Each entry below should be echoed exactly, with pictures omitted.

Start of ENTRIES SHOWN

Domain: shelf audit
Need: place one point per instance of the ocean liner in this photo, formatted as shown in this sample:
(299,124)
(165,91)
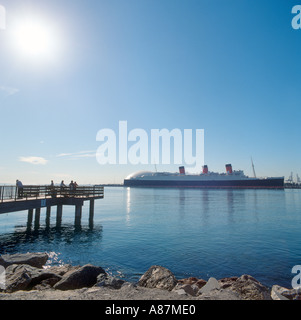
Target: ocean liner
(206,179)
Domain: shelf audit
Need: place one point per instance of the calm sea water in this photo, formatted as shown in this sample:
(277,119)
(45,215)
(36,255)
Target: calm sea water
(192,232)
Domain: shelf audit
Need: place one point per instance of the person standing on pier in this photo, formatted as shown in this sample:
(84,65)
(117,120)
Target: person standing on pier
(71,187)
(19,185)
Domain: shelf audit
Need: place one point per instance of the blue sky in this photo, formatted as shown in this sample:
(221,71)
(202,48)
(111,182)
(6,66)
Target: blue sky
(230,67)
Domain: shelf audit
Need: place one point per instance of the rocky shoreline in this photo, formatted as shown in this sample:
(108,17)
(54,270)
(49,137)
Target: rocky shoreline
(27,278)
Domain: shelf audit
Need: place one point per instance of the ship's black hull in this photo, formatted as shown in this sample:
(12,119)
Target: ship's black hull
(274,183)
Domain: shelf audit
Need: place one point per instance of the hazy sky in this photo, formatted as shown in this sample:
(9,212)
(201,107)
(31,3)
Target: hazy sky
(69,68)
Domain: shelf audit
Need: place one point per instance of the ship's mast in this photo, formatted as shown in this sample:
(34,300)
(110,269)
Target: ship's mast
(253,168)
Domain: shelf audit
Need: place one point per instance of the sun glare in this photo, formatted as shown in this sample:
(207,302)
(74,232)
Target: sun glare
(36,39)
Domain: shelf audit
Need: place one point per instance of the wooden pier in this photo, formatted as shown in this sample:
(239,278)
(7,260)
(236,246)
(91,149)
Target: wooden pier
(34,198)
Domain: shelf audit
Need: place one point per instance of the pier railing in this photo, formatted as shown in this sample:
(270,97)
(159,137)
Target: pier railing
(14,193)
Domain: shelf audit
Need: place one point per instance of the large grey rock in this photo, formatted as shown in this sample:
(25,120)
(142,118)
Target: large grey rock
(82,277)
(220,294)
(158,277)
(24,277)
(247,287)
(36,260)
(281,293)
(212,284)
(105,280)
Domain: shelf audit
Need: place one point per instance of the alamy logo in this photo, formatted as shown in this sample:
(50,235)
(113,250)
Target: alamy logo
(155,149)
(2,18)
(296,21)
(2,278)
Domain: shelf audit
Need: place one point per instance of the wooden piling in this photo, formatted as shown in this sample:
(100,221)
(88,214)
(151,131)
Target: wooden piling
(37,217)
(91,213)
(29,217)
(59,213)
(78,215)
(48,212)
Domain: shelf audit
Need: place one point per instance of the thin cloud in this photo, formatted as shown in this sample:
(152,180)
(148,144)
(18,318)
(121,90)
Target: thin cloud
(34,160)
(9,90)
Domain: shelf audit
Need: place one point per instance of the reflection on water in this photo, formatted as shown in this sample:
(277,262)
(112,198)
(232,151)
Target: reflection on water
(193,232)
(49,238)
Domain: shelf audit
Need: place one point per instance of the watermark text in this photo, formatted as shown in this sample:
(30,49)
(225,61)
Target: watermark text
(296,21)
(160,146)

End of ENTRIES SHOWN

RESPONSE:
Domain: shelf audit
Need: place one point per instance of the ocean liner in this photo, formatted as shown in this sample:
(299,124)
(165,91)
Target: ocean liner
(206,179)
Domain: shelf audit
Need: place one point per instance of the calm sea water in this photo, formatted as shown in this sample:
(277,119)
(45,215)
(36,255)
Target: calm sea water
(192,232)
Domain: shelf audit
Need: place one point per instance of the person standing on pier in this photo, formatted as shown in this sample:
(84,65)
(117,120)
Target: person standing on pier
(71,187)
(19,185)
Domain: shelf audit
Need: place one point per instance of the blue sky in this photo, formatted as shown in this sample:
(221,71)
(202,48)
(111,182)
(6,66)
Target: blue sky
(230,67)
Domain: shelf audit
Need: place one point per instance of the rocky shoreline in this photo, formatted as shown in this sample:
(108,17)
(54,270)
(49,137)
Target: rocky shoreline
(27,278)
Domain: shelf audit
Need: place one point per instance of the ship's black hull in this photo, formatted as shown in this sample:
(12,119)
Target: ship's black hull
(274,183)
Domain: shelf audit
Need: place one point per instance of the hazy sky in this photo, formatted as shown in this sample:
(9,212)
(201,107)
(31,3)
Target: hazy sky
(69,68)
Domain: shelf audit
Need: place one point per instance of the ship's mast in this photo, formatted as shown in this sample:
(34,300)
(110,269)
Target: ship's mast
(253,168)
Domain: shelf audit
Need: place one point per instance of the sun glare in this photo, formatted as shown in this sample:
(207,302)
(74,232)
Target: sun glare
(36,39)
Domain: shelf audit
Need: place one point per instance of the wooden pier in this photo, formatted as shown in this sample:
(239,278)
(7,260)
(236,246)
(91,149)
Target: wooden pier
(34,198)
Domain: shelf audit
Need: place one point per instance of the pier railing in this photo, formatted as shown in this sample:
(270,97)
(159,137)
Target: pier railing
(14,193)
Domain: shelf audit
Need: place one point per instance of the large grey rock in this photo, formatted as shown in this sample:
(25,120)
(142,118)
Target: large grey rock
(82,277)
(220,294)
(158,277)
(24,277)
(247,287)
(36,260)
(281,293)
(212,284)
(105,280)
Domain: shelf audit
Need: place one point per instance of the alamy logo in this photo, formatted as shown in this sample:
(50,235)
(113,250)
Target: alamy logo
(155,149)
(2,18)
(296,21)
(2,278)
Domain: shelf audit
Need: place one point per instance of the wooden piling in this photo, formatted as shown in this sample:
(100,221)
(88,214)
(151,131)
Target: wooden piling
(37,217)
(91,213)
(29,217)
(59,213)
(78,215)
(48,212)
Domain: shelf audit
Need: place one point per instance of the thin cloud in this photo, formatted as shown in this sample:
(152,180)
(148,144)
(18,318)
(121,90)
Target: thin cloud
(34,160)
(9,90)
Domain: shelf audit
Need: place one point per instance of the reflection on water in this photo, formatted as shown in this sample:
(277,262)
(112,198)
(232,151)
Target: reflection on water
(193,232)
(49,238)
Domain: shelf audit
Need: place one point per instance of the watermark text in this photo, formatted as shown in this sample:
(30,49)
(225,61)
Target: watermark text
(296,21)
(160,146)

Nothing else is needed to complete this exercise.